Requirements - Every line of the data must be copied exactly.

>> Begin

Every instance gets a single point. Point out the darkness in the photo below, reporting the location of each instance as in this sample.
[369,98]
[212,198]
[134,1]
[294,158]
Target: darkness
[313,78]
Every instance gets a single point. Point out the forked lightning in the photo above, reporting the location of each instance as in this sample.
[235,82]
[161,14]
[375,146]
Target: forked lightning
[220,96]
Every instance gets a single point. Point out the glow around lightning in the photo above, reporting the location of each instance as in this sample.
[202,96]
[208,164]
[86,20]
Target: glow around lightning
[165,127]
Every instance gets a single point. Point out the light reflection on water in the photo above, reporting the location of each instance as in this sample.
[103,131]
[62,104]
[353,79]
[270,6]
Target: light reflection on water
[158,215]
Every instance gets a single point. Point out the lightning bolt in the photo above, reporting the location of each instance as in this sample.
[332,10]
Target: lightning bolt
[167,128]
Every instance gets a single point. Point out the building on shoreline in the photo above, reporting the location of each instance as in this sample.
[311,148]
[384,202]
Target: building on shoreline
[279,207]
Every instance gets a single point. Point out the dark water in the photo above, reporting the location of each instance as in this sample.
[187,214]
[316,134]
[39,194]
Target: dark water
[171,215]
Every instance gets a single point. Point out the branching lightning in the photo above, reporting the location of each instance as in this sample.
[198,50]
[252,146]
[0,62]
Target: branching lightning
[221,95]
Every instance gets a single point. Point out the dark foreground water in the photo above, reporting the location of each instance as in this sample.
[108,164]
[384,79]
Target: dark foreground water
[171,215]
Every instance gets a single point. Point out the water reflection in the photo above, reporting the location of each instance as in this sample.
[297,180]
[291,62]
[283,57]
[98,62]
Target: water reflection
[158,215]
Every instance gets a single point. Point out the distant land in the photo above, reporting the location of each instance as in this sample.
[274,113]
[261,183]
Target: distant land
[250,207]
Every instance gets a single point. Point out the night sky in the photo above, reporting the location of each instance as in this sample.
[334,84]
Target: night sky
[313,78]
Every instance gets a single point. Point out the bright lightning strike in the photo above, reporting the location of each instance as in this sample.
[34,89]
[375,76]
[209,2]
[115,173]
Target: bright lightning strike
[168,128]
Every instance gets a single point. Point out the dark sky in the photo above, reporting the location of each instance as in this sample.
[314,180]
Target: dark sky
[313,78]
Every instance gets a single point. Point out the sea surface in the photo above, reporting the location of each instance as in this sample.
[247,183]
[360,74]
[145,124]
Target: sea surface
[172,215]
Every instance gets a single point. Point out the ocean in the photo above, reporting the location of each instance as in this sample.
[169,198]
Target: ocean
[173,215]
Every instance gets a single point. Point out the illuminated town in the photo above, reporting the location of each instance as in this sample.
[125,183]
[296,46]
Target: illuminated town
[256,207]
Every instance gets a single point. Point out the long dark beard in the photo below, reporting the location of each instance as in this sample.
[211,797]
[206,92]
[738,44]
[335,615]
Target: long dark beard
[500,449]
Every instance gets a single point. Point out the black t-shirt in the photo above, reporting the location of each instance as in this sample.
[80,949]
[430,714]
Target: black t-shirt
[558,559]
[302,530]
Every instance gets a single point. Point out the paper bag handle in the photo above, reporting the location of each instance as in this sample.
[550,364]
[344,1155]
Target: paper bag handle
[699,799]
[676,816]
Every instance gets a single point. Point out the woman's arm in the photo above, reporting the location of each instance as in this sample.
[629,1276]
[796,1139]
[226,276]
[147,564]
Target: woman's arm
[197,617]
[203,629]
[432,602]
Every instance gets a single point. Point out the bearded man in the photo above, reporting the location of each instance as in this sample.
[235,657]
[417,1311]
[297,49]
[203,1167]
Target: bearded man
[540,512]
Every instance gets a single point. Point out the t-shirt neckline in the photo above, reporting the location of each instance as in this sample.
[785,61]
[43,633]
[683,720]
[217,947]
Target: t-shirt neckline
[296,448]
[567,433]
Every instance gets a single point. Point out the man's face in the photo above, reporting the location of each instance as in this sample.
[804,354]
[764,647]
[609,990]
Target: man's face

>> End

Output for this exercise -
Every instance gets a single point. Point out the darkness in the photo below, reporting the location of each instance as in this sample.
[369,98]
[212,198]
[134,1]
[294,158]
Target: darkness
[313,78]
Every instance gets a single point. Point out the forked lightning in the photo above, reporting the location of each instance as in this sample.
[235,82]
[161,14]
[375,146]
Target: forked lightning
[220,96]
Every instance gets a single point. Point out the glow around lightning in the photo above, reporting the location of each instance as in this sample.
[202,96]
[208,164]
[86,20]
Target: glow around lightning
[165,127]
Every instance gets a single point. Point out the light reflection on water in the photo above, reporting the location of each instance as in this sample.
[103,131]
[62,104]
[353,79]
[270,6]
Target: light reflection on water
[158,215]
Every instance gets a single point. Point out the lightning bolt in the photo above, reporting the location of each instance as in this sample.
[332,10]
Target: lightning bolt
[167,128]
Every instance gets a single point. Point out the building on shoreline in the photo above, reporting the location of each instance as in this sample.
[311,148]
[384,202]
Target: building on shoreline
[279,207]
Every instance gets a single point. Point out the dark water in the photo above, reporting the location of each instance as in this sample.
[187,214]
[316,134]
[39,194]
Target: dark water
[171,215]
Every instance gets a single point. Point out the branching lightning in the photo above, reporting the location of each instance as in this sample.
[198,50]
[252,146]
[0,62]
Target: branching lightning
[221,95]
Every instance gets a single point. Point out the dark foreground water in the photo above, reporting the location of each instance as in this sample.
[108,164]
[384,79]
Target: dark foreground water
[171,215]
Every instance gets a single point. Point out the water reflection in the photo above, reporting the location of each instance as in this sample.
[297,180]
[291,62]
[283,57]
[98,62]
Target: water reflection
[158,215]
Every instance gets a single point. Point out the distant land in the photo above, reporting the location of each instance as in this sample.
[274,113]
[261,183]
Target: distant land
[250,207]
Every instance gets a single point. Point out the night sky in the photo above, reporting the location of each instance as in this sample.
[334,84]
Target: night sky
[313,78]
Every instance gets a single point. Point out the bright lightning strike in the photo above, reporting the location of each instance as in this sample.
[34,89]
[375,76]
[209,2]
[115,173]
Target: bright lightning strike
[168,128]
Every instance gets a single point. Point out the dark sky in the photo above, reporting the location of each instance as in this sample.
[314,180]
Target: dark sky
[313,78]
Every instance gets a single point. Point out the sea surface in the photo above, reporting the location of each instance as in this sample.
[247,183]
[360,74]
[145,124]
Target: sea surface
[172,215]
Every instance gets a single point. Point out the ocean in the photo above, reporting the location of each instance as in this sample.
[169,198]
Target: ocean
[173,215]
Every instance gets a single point. Point out the illuminated town in the photo above, reporting the location of each instance as in this sample.
[125,183]
[296,46]
Target: illuminated town
[256,207]
Every instance gets a single point. Point out the long dark beard in the photo below, reporting the location of each instance as in this sample.
[211,797]
[206,92]
[738,44]
[335,615]
Target: long dark beard
[500,449]
Every instance gets a single point. Point out the black t-shirt in the photo above, reporting the location of each instance as in this sample.
[80,949]
[430,714]
Target: black t-shirt
[558,559]
[302,530]
Every instance gets a single point. Point out the paper bag handle in the photo above, reporting the location of each instance as in this sample.
[550,364]
[344,1155]
Target: paper bag handle
[699,799]
[676,816]
Every instance gets a single point. Point out the woman's arm in the photo above, reporting the location of each instance as in this sample.
[629,1276]
[796,1139]
[226,276]
[147,564]
Target: woman's arm
[197,617]
[203,629]
[432,602]
Every instance gets a single point. Point out the bearded man in the photo above, reporting the location of each instance as in this sample.
[235,657]
[417,1311]
[297,49]
[203,1167]
Target: bearded man
[540,512]
Every instance gets a single point. Point out the t-shirt neckline in the photo above, reporting the location of each instance as in this sample.
[785,61]
[43,633]
[683,720]
[217,947]
Target: t-shirt neckline
[296,448]
[567,433]
Every instance gets a single point. Point out the man's face in the photo above, reporting the location of each instance as in this sample.
[804,354]
[764,647]
[609,990]
Target: man's face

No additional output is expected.